***** DATA PROVIDED

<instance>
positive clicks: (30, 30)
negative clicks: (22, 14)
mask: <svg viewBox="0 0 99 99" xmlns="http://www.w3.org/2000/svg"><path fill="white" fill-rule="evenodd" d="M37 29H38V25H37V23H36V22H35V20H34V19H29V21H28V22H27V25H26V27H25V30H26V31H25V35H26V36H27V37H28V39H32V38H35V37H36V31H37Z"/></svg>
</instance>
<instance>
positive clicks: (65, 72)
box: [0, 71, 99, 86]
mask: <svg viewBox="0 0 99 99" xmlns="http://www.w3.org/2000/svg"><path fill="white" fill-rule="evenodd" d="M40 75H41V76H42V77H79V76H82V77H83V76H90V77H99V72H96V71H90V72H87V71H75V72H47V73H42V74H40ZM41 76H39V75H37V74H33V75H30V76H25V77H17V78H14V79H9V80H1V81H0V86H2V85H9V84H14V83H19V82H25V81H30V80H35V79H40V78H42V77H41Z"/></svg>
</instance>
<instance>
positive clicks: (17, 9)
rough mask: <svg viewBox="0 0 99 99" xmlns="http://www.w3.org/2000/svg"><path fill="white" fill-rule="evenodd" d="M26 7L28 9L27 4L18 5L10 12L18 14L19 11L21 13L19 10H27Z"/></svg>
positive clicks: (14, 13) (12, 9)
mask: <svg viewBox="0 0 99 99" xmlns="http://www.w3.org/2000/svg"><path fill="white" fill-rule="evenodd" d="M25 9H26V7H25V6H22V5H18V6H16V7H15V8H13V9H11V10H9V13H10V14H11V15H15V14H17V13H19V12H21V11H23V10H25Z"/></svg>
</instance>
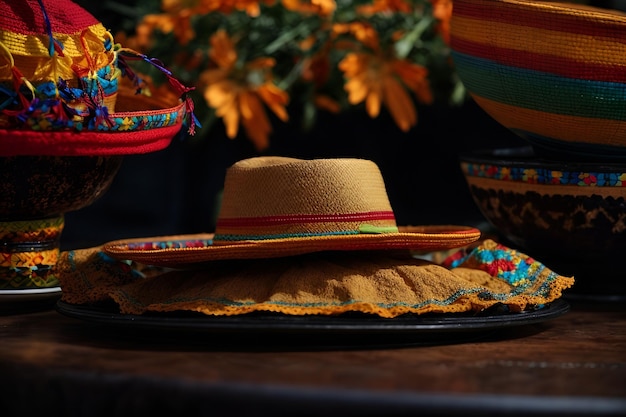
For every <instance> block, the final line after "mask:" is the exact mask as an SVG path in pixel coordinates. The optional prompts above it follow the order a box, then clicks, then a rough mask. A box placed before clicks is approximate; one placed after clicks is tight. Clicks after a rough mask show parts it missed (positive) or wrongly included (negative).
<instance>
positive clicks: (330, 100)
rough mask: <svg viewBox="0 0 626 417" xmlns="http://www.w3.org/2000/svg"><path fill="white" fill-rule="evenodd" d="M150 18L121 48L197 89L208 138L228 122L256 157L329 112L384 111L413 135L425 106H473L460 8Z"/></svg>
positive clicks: (148, 15)
mask: <svg viewBox="0 0 626 417" xmlns="http://www.w3.org/2000/svg"><path fill="white" fill-rule="evenodd" d="M142 3H143V2H142ZM142 7H144V10H143V11H142V13H143V14H142V17H141V19H140V20H139V21H138V22H137V23H136V25H135V27H134V28H133V31H132V32H129V33H125V34H118V35H117V36H116V39H119V38H120V37H123V38H124V40H123V43H124V44H126V45H128V46H129V47H132V48H134V49H136V50H139V51H142V52H143V53H146V54H149V55H151V56H158V57H159V58H160V59H161V60H162V61H163V62H164V63H165V64H166V66H167V67H168V68H170V69H171V70H172V72H174V73H176V74H177V76H178V77H179V78H180V79H181V81H182V82H184V83H186V84H187V85H193V86H195V87H196V90H195V91H194V94H196V95H197V97H196V99H195V102H196V114H197V115H198V117H199V119H200V121H201V124H202V125H203V126H204V127H210V125H212V124H213V123H214V122H215V121H216V120H218V119H221V120H222V122H223V124H224V127H225V131H226V134H227V135H228V137H229V138H236V137H238V136H239V135H241V134H243V135H244V136H245V137H247V138H248V139H249V140H251V141H252V142H253V144H254V146H255V147H256V149H258V150H260V151H261V150H264V149H266V148H267V147H268V145H269V141H270V137H271V135H272V132H273V130H274V127H275V125H276V124H277V123H285V122H287V121H288V120H289V119H290V117H291V116H292V115H293V112H295V111H299V112H301V114H300V116H301V117H300V118H299V119H300V120H302V127H303V129H308V128H310V127H311V126H313V125H314V124H315V121H316V117H317V115H318V112H321V111H326V112H332V113H341V112H345V111H354V110H356V111H364V112H366V114H368V115H369V116H370V117H373V118H374V117H377V116H378V115H379V114H380V112H381V111H387V112H389V114H390V115H391V117H392V119H393V120H394V122H395V124H396V125H397V127H398V128H399V129H401V130H402V131H404V132H408V131H409V130H410V129H411V128H412V127H414V126H415V125H416V124H417V122H418V108H419V105H430V104H432V103H433V102H435V101H438V100H439V101H443V102H445V103H450V104H453V103H460V102H461V101H462V100H463V99H464V97H465V90H464V89H463V86H462V84H461V82H460V81H459V80H458V78H457V76H456V74H455V71H454V68H453V65H452V61H451V58H450V51H449V46H448V34H449V19H450V16H451V13H452V0H256V1H255V0H159V2H152V3H146V4H144V5H143V6H142ZM146 8H150V10H147V9H146ZM145 72H147V73H148V74H149V75H150V76H153V77H154V80H155V81H158V80H157V78H158V77H159V74H156V73H150V68H147V69H146V71H145ZM204 103H205V104H206V106H204V105H202V104H204ZM207 125H209V126H207ZM202 130H205V129H202Z"/></svg>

**********

## TASK ITEM
Count how many lines above contain the string "negative", with case counting, and reply with only the number.

## ANSWER TO THIS TASK
2